Calcium phosphate cements (CPCs) are well-known bioactive synthetic bone graft materials.⁴ They can form in an aqueous environment to hydroxyapatite, a mineral phase of bone and dentin.^5,6 CPCs thus exhibit excellent biocompatibility, osteoconductivity, and sealing ability, and provide new options for root canal treatments as a filler/sealer.^7,8 In addition, the self-setting and the moderate compressive strength even in loading conditions suggests that CPCs are superior to pure calcium hydroxides; which means that CPCs may have applications in inducing reparative dentin formation in pulp capping or as a lining material.⁹ Previously, we reported that CPCs and the composites with biopolymers facilitated growth and differentiation of human DPSCs.¹⁰ In addition, we demonstrated that newly developed calcium phosphate-based sealers (CAPSEAL I and II) showed higher cell viability and lower inflammatory mediation in periodontal ligament cells when compared to other sealers, showing the potential of these new materials to promote bone regeneration.¹¹ However, the slow degradation rate with limited hard tissue ingrowth has also been suggested that needs improvement in those cementation materials.^12,13

The properties of the CPCs, including their calcium deficient hydroxyapatite (CDHA) crystalline microstructure, porosity and pore size and specific surface area, are dependent on the characteristics of the initial CPC powders and can determine the adsorption rate and the release kinetics of proteins.¹⁴ Previous studies have shown that the variation in the particle size (micro or nano) of the powders allows the CPCs to develop highly distinct microstructures, either plate-like or needle-like structure.^15,16 The compressive strength of the CPCs after hardening increases as the surface area increases, which suggests that a stronger CPC can be derived from the smaller particle size of the raw materials.¹⁷ Therefore, the particle size is the key factor that determines the final properties of the CPCs, especially by affecting the kinetics of the chemical reaction and the mechanical consolidation of the cements. The reduction in the particle size has been reported to produce a substantial decrease in the setting time and to accelerate the hardening of the CPCs.¹⁸ Furthermore, the different topography of the substrates has been shown to significantly affect the behavior of osteoblast-like cells, showing a slight decrease in the proliferation rate but with substantially improved differentiation activity.^15,19

However, the role that the different topology of CPCs plays particularly in the odontogenic differentiation, and its relevant signal transduction mechanisms remain unclear. To elucidate this, here we developed two different-topological CPCs, namely nano-sized and micro-sized CPC, and the effects of the different topology on the odontogenic potential and the underlying signal mechanisms in human dental pulp stem cells (HDPSCs) were investigated.

### PROBLEM TO SOLVE
Reproduce everything in the calcium phosphate cement passage from "However, the role" down to "(HDPSCs) were investigated.", swapping each "topology" for "topography".

### SOURCE DATA
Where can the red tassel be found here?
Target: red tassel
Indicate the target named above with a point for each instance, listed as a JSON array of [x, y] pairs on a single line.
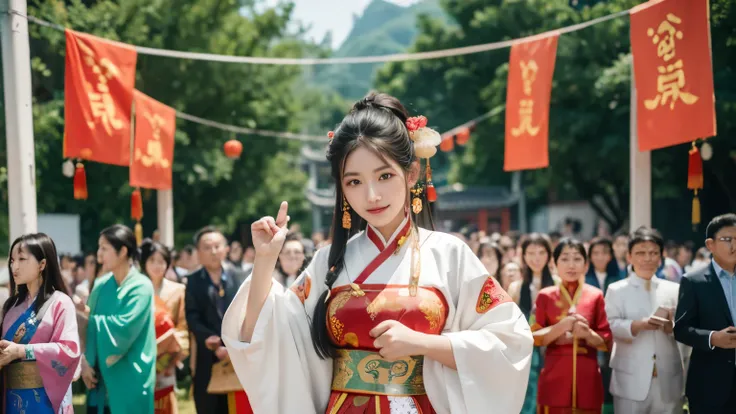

### ANSWER TO THE PROBLEM
However, the role that the different topography of CPCs plays particularly in the odontogenic differentiation, and its relevant signal transduction mechanisms remain unclear. To elucidate this, here we developed two different-topological CPCs, namely nano-sized and micro-sized CPC, and the effects of the different topography on the odontogenic potential and the underlying signal mechanisms in human dental pulp stem cells (HDPSCs) were investigated.